Task directions: Repeat the lines beginning at the one with "Practice. Point at the red tractor" and running to the end of the material, keeping the first and last of them, exactly as they appear.

Record excerpts:
===
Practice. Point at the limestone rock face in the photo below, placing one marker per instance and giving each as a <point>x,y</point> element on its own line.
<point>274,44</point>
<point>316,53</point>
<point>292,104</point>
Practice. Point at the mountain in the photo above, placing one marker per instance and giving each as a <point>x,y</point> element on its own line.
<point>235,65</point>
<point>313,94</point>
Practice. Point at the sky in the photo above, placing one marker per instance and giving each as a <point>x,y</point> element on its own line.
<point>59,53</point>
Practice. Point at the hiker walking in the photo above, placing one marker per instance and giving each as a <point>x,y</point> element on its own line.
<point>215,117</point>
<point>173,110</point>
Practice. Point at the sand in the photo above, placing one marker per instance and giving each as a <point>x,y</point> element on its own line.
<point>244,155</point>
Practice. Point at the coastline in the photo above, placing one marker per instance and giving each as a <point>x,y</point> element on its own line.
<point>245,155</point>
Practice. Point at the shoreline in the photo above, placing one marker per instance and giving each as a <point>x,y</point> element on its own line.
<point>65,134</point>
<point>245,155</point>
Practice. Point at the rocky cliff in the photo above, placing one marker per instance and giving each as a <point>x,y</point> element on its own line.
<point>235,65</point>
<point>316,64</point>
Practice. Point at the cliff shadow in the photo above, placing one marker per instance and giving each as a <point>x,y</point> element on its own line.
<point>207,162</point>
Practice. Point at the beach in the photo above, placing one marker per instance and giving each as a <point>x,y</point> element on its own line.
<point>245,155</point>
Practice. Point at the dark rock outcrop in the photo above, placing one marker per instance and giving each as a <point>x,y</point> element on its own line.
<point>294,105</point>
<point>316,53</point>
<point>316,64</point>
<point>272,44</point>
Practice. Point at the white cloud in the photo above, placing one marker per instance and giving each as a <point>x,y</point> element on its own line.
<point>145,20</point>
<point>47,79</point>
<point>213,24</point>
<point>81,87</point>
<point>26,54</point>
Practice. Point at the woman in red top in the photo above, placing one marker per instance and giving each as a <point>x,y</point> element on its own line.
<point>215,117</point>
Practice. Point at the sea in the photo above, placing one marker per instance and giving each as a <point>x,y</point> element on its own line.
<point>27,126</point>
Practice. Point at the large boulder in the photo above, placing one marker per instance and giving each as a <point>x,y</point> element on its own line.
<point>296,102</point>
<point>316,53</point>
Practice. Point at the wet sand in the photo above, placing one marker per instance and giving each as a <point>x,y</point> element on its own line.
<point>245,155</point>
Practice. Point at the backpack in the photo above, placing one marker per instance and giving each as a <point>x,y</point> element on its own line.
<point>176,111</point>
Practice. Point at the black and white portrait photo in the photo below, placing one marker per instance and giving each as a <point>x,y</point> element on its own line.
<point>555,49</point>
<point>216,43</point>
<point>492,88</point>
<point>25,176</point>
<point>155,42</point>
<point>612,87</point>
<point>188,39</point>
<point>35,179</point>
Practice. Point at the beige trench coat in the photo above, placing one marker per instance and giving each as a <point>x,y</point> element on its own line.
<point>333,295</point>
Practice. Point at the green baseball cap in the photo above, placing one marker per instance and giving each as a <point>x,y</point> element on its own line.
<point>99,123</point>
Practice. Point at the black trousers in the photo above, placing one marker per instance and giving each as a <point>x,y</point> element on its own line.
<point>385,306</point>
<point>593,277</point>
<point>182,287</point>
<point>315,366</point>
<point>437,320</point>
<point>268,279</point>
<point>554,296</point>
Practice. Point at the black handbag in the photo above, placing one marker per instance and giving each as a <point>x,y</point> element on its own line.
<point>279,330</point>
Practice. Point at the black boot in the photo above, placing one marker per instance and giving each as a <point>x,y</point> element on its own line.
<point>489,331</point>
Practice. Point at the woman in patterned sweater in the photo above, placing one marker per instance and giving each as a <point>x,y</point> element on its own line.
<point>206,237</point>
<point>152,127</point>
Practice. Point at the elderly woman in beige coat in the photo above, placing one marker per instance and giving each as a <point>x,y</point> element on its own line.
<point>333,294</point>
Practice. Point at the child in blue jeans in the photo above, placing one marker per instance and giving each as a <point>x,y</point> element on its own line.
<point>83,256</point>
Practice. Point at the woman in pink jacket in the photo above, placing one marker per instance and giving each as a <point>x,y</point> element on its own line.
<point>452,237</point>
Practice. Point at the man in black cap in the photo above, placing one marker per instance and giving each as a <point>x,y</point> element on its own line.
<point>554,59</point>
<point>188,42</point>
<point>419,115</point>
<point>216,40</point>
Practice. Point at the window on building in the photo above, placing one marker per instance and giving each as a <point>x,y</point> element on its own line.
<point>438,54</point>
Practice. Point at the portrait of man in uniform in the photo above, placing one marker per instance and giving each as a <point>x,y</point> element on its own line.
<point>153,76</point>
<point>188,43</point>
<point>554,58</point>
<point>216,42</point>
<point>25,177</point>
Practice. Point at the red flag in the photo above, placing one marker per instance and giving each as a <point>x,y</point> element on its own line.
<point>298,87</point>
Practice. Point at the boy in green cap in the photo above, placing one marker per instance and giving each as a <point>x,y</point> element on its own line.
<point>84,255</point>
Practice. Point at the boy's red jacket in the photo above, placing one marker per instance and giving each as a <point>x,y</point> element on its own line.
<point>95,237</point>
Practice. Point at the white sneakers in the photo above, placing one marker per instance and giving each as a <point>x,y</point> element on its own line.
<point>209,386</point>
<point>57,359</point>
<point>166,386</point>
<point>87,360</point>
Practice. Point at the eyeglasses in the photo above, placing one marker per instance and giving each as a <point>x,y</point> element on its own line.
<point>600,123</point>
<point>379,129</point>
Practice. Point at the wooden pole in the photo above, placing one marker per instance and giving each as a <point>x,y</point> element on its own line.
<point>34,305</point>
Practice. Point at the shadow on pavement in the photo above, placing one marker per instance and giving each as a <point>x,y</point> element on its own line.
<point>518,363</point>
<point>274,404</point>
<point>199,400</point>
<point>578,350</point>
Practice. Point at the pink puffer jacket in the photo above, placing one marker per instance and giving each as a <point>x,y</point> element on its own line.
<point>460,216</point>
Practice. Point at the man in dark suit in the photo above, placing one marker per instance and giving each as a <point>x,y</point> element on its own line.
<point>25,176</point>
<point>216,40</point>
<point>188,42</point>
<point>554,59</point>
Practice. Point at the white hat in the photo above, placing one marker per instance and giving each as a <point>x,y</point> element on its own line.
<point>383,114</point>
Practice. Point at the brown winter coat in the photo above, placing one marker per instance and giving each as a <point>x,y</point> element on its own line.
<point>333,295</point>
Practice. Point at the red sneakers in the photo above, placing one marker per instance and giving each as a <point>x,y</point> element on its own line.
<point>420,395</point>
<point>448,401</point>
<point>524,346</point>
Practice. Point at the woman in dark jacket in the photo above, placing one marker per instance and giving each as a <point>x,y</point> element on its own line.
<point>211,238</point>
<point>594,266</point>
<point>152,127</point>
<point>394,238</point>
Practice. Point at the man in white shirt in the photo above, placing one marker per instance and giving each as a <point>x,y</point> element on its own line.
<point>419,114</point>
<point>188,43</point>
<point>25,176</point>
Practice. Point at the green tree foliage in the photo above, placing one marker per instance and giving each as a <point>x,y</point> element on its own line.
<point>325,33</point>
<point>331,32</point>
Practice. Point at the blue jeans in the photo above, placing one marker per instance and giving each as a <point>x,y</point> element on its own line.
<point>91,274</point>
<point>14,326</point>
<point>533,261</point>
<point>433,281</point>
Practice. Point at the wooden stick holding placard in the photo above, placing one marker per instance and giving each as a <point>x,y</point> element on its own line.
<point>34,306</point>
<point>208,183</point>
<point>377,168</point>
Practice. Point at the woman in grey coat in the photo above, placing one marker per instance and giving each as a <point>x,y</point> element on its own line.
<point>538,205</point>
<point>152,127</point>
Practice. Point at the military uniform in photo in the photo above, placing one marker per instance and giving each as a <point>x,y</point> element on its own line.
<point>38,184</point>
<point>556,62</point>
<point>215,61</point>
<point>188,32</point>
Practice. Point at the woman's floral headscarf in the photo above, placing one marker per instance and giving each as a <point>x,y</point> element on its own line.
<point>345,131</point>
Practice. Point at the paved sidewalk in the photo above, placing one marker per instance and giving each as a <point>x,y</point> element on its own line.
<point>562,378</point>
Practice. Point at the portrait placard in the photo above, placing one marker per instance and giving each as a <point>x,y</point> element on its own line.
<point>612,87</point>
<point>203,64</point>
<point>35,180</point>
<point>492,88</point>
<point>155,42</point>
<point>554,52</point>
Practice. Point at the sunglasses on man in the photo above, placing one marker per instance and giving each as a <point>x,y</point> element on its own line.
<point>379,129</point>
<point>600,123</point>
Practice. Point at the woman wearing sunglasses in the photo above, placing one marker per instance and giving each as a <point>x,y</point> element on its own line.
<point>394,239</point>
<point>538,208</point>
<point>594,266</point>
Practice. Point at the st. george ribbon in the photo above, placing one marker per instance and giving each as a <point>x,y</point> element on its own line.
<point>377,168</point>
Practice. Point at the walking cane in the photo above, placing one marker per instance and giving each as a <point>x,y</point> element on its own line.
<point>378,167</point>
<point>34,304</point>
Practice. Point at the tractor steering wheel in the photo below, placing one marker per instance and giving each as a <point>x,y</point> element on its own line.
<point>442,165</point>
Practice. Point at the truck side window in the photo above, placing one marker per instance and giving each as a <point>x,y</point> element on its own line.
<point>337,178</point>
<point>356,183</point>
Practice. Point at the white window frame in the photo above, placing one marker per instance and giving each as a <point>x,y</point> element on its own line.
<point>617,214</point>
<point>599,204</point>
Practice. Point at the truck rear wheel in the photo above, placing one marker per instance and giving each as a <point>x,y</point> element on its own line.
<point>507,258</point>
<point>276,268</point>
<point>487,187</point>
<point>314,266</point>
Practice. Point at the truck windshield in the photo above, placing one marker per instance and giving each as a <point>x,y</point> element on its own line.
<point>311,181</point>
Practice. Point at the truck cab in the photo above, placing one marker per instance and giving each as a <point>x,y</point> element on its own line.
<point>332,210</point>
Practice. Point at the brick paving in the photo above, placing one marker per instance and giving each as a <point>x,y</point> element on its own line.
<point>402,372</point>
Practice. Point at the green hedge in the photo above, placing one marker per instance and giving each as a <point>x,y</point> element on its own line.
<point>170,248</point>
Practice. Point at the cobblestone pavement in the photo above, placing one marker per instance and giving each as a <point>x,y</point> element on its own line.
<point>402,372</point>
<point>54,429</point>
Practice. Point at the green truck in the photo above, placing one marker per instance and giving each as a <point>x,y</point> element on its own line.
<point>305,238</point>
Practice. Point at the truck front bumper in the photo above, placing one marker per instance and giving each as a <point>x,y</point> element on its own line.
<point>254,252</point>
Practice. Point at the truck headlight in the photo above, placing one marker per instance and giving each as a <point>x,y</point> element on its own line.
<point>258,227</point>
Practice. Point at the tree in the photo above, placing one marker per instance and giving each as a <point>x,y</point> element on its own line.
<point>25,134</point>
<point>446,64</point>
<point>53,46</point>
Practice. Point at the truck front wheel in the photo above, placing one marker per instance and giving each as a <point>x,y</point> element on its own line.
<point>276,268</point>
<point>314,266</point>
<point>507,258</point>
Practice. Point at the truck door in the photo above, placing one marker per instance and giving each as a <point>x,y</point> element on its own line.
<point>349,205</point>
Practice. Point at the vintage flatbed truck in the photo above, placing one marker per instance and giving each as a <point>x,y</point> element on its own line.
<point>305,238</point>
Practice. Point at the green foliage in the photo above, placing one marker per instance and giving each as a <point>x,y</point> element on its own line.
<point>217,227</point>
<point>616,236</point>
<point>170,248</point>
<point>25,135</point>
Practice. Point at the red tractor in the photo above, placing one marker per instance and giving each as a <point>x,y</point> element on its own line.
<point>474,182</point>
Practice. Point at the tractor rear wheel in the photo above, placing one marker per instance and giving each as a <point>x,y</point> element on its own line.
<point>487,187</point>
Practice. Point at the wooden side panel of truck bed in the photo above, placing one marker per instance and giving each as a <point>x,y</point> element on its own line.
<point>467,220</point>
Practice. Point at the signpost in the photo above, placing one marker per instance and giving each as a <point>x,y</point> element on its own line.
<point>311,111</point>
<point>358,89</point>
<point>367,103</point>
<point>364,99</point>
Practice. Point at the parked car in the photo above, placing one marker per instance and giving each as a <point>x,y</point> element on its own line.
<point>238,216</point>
===
Exercise solution:
Practice. Point at the red tractor in the photo above, placing one marker per instance and giving each as a <point>x,y</point> element on its own line.
<point>474,182</point>
Practice. Point at the tractor rear wheel in the photo above, placing one marker per instance and giving each as a <point>x,y</point> element on its own line.
<point>487,187</point>
Practice. Point at the wooden side panel of truck bed in the photo above, placing one marker per instance and giving each as a <point>x,y</point> element on its own line.
<point>467,220</point>
Practice. Point at the signpost in the photo above, placing one marker per instance and giving each as a <point>x,y</point> element on its own line.
<point>311,111</point>
<point>358,89</point>
<point>367,103</point>
<point>364,99</point>
Practice. Point at the parked car in the photo above, placing one marker per instance and giving each as a <point>x,y</point> element on its own line.
<point>238,216</point>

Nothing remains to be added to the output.